**TEXTO APRESENTADO:**
▬▬▬▬▬▬

16. Por sua vez, após a sua constituição, a sociedade D…, Unipessoal, Lda. procedeu à celebração de contrato arrendamento de espaço comercial para estabelecimento e prossecução do negócio franquiado, sito na Amadora, tendo o Autor despendido para o efeito a quantia de 3.000,00€, para pagamento de rendas e respectiva caução, bem como teve de proceder à realização de obras no locado, por forma a adaptar o espaço às necessidades comerciais, no montante de 200,00€ (duzentos euros).
17. A Ré promoveu um curso de formação durante 2 dias, em 23 e 24 de Abril de 2015, por forma a dar a conhecer aos futuros franchisados, incluindo o Autor, o seu método de actuação, as suas práticas comerciais, sobretudo no que respeitava a comissões pagas e margens de lucro, produtos a adquirir, montagem da loja, serviços a contratar, promoção da marca através de publicidade e utilização da ferramenta de gestão informática online (plataforma), esta última, com apresentação de slides.
18. Porém, e uma vez que era sua intenção conhecer mais em detalhe as práticas comerciais da Ré, bem como o valor das comissões associadas aos produtos vendidos em loja e da respectiva margem de lucro, o Autor procedeu à troca de diversas mensagens de correio electrónico com o funcionário da Ré, de nome E….
19. Recebeu ainda o Autor diverso material informativo, sob a forma de brochuras, scripts, power points, memorandos e “guias de conduta procedimental” para angariação de clientela e a correspondente forma de como deveria realizar as interpelações negociais com potenciais clientes, nos termos constantes de fls. 38 a 52 que se dão por integralmente reproduzidos.
20. Nos procedimentos de marcação da visita que constam a fls. 51 verso/52, consta, designadamente, o seguinte:
“Relativamente ao produto C…,. a C… disponibiliza uma serviço não só de carregamento de telemóveis e pagamento de facturas, como uma plataforma multisserviços, que como costumo dizer é como uma mini loja do cidadão … poderá fazer o registo automóvel … renovar cartas de condução … contratos de telecomunicações … certificado energético … pagar scuts --- e ainda disponibilizamos uma loja com cerca de 2000 produtos com margens que podem chegar aos 80% … o caso dos cartões de telemóvel que custam ao agente €2,50 e são vendidos a €9,90 … lucro de €7,40 em cada cartão … os contratos de telecomunicações que podem chegar a €200 de comissão … é o caso do G1... … os pagamentos de facturas que vai desde €0,70 a €0,10 por operação … mas não é nisso que ganha dinheiro … o que lhe dá dinheiro são as operações efectuadas na plataforma …registo automóvel que vai de €5,00 a €15,00 … 1 simples contrato G… pode chegar aos €200…”

▬▬▬▬▬▬

**DADOS FORNECIDOS:**
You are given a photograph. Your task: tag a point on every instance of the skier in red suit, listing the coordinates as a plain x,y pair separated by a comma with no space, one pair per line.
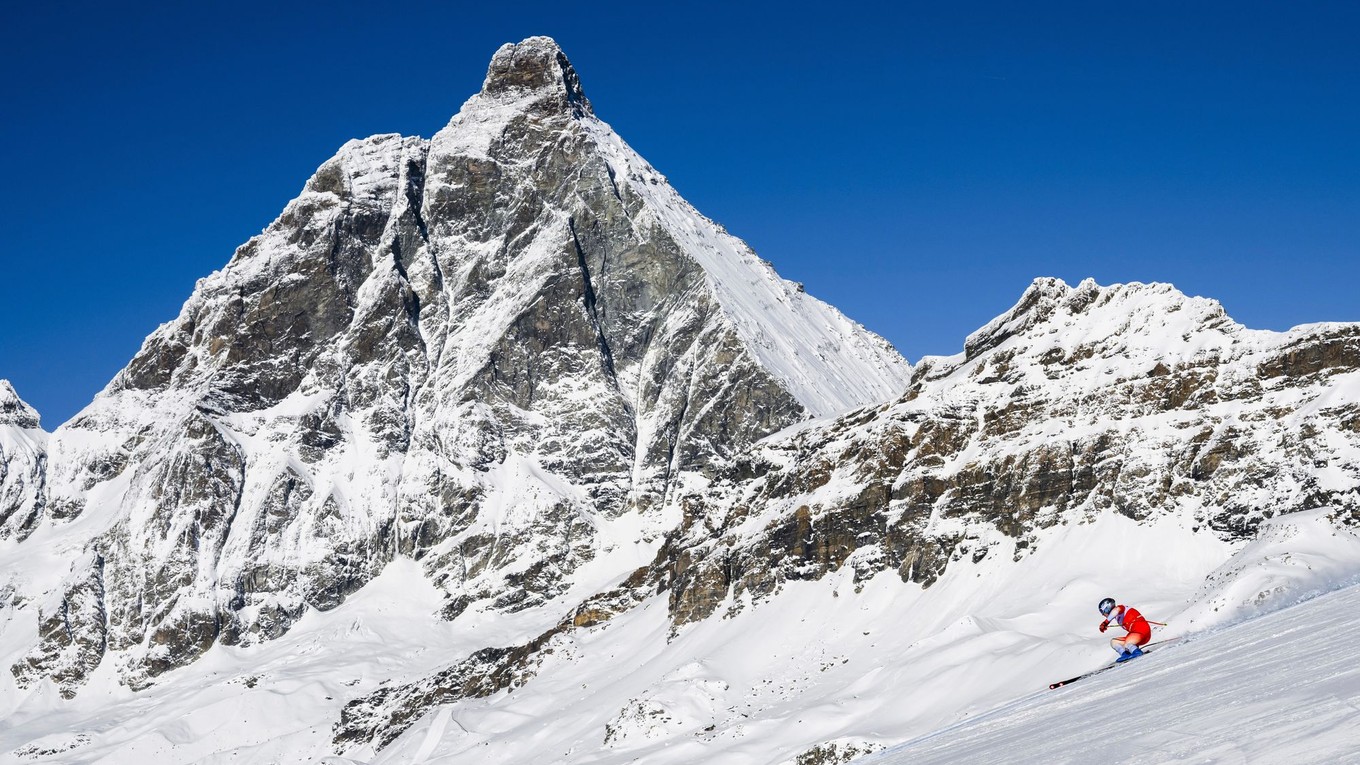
1140,632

▬▬▬▬▬▬

**TAREFAS A REALIZAR:**
1. Em que dias decorreu o curso de formação promovido pela Ré, de acordo com o texto sobre a franquia?
2. Transcreva do texto sobre a franquia o trecho que começa em "18. Porém, e" e segue até "por integralmente reproduzidos.".
3. Prolongue o texto sobre a franquia a partir do ponto em que termina.

**RESPOSTAS DO EXERCÍCIO:**
1. O curso decorreu em 23 e 24 de Abril de 2015.

2.
18. Porém, e uma vez que era sua intenção conhecer mais em detalhe as práticas comerciais da Ré, bem como o valor das comissões associadas aos produtos vendidos em loja e da respectiva margem de lucro, o Autor procedeu à troca de diversas mensagens de correio electrónico com o funcionário da Ré, de nome E….
19. Recebeu ainda o Autor diverso material informativo, sob a forma de brochuras, scripts, power points, memorandos e “guias de conduta procedimental” para angariação de clientela e a correspondente forma de como deveria realizar as interpelações negociais com potenciais clientes, nos termos constantes de fls. 38 a 52 que se dão por integralmente reproduzidos.

3.
21. A Ré apresentou-se ao Autor como uma “(…) empresa que desenvolveu uma plataforma informática multisserviços, que permite aos seus utilizadores efectuar várias operações de utilidade pública de forma simples e rápida (…)”, um serviço que permitiria efectuar o registo automóvel, pedir uma senha das finanças ou segurança social, pagar o imposto de sele auto, requisitar o identificador via verde, emitir o mapa de responsabilidades do Banco de Portugal, efectuar contratos de telecomunicações e F…, enviar e receber transferências de dinheiro via Western Union, emissão de certificação energética, envio de encomendas via CTT expresso, compra de produtos em catálogo virtual, tais como cartões telefónicos, telemóveis, tinteiros perfumes, relógios e muito mais – cfr. documentos de fls. 44 verso e 48.
22. A Ré apresentou o serviço C… como uma mini loja do cidadão on line – cfr. documento de fls. 49.
23. Na sua apresentação, a Ré refere que: “Associado à plataforma, é contratado um terminal TPA (Bancário) que vai permitir ao lojista efectuar o pagamento de várias contas como o telefone, electricidade, água, gás, TV por cabo bem como o carregamento de telemóveis ou simplesmente fazer um donativo. A vantagem desde serviço face à actual oferta no mercado, é a possibilidade de efectuar os pagamentos destes serviços com cartão multibanco, sem que seja cobrada qualquer comissão por parte das entidades bancárias fornecedoras do serviço” – cfr. documento de fls. 48.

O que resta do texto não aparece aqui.